-- Supplied entries --

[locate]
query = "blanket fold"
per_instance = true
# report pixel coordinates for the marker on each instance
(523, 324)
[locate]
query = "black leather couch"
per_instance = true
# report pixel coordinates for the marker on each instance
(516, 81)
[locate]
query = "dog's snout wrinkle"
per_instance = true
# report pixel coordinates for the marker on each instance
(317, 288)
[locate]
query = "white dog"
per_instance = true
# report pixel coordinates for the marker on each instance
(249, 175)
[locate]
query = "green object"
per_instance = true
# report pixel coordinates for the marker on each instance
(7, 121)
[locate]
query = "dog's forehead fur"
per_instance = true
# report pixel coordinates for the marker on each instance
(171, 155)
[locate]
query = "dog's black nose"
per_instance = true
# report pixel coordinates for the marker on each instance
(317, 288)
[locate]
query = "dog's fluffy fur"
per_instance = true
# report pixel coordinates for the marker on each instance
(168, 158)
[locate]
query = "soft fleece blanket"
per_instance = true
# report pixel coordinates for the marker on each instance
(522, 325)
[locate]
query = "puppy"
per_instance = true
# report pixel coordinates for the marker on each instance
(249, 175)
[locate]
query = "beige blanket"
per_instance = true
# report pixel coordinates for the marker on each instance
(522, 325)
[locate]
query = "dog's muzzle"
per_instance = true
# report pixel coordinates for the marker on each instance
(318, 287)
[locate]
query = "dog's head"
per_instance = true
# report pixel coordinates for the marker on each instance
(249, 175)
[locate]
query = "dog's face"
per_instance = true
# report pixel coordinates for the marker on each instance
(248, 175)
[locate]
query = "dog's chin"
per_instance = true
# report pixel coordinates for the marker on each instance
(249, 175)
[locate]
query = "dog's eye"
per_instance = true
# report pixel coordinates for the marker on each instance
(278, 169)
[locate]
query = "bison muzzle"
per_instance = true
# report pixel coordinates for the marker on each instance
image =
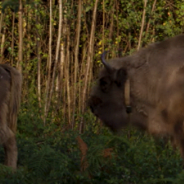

-- The request --
Can you collect every line of the items above that contains the word "muzzle"?

-- Exercise result --
query = "dog's muzzle"
query = "bison muzzle"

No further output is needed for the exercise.